▶ _Required action A_
Return the part of the methods text from "Fibroblasts transfected with" to "with western blot.", copied word for word.
▶ _Required action B_
Condense the paragraph of the methods text that begins "Fibroblasts transfected with vector" into a short bulleted list of its steps.

=== Extract to read ===

Quantitative real-time PCR (qRT-PCR)

Total RNA was prepared from the cell samples using RNAiso Plus (Takara, #9108Q). Reverse transcriptase PCR was performed using the PrimeScript RT-PCR kit (Takara, #RR600A). Real-time PCR reactions were performed using SYBR® Premix Ex Taq™ on a 7500 Fast Real-Time PCR Systems according to the manufacturer’s protocol. Data were normalized to the expression of the control gene (β-actin) calculated with 2^(−ΔΔCt) method for each experiment. Data represent the mean ± SD of three independent experiments. The sequences of primer pairs used for quantitative RT-PCR are listed in Additional file 1: Table S1.

Immunoprecipitation analysis

Fibroblasts transfected with vector (NC) or HA-Spry2 plasmids were lysed using RIPA lysis buffer (#G2002, Servicebio) with 1 × Protease/Phosphatase inhibitor cocktail. The protein A/G Co-IP beads (ShareBio, #SB-PR001) were pre-cleaned and incubated with anti-rabbit LDHA (Proteintech, #19987-1-AP), anti HA (Proteintech, #66006-2-Ig) or control IgG for 60 min in TBST at room temperature. The beads were then incubated with 100 mg total protein with gentle shaking at room temperature for 60 min. The immunocomplexes were collected and resolved on SDS-PAGE gel and then transferred to NC membranes (Millipore) to proceed with western blot.

=== Data to examine ===

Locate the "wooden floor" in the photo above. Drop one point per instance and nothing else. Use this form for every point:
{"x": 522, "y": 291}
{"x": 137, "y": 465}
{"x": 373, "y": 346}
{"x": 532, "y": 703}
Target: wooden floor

===

▶ _Reply A_
Fibroblasts transfected with vector (NC) or HA-Spry2 plasmids were lysed using RIPA lysis buffer (#G2002, Servicebio) with 1 × Protease/Phosphatase inhibitor cocktail. The protein A/G Co-IP beads (ShareBio, #SB-PR001) were pre-cleaned and incubated with anti-rabbit LDHA (Proteintech, #19987-1-AP), anti HA (Proteintech, #66006-2-Ig) or control IgG for 60 min in TBST at room temperature. The beads were then incubated with 100 mg total protein with gentle shaking at room temperature for 60 min. The immunocomplexes were collected and resolved on SDS-PAGE gel and then transferred to NC membranes (Millipore) to proceed with western blot.

▶ _Reply B_
- Fibroblasts transfected with vector (NC) or HA-Spry2 plasmids were lysed in RIPA lysis buffer with 1 × Protease/Phosphatase inhibitor cocktail.
- Pre-cleaned protein A/G Co-IP beads were incubated with anti-rabbit LDHA, anti-HA or control IgG for 60 min in TBST at room temperature.
- The beads were incubated with 100 mg total protein, with gentle shaking, for 60 min at room temperature.
- The immunocomplexes were collected, resolved on SDS-PAGE gel and transferred to NC membranes for western blot.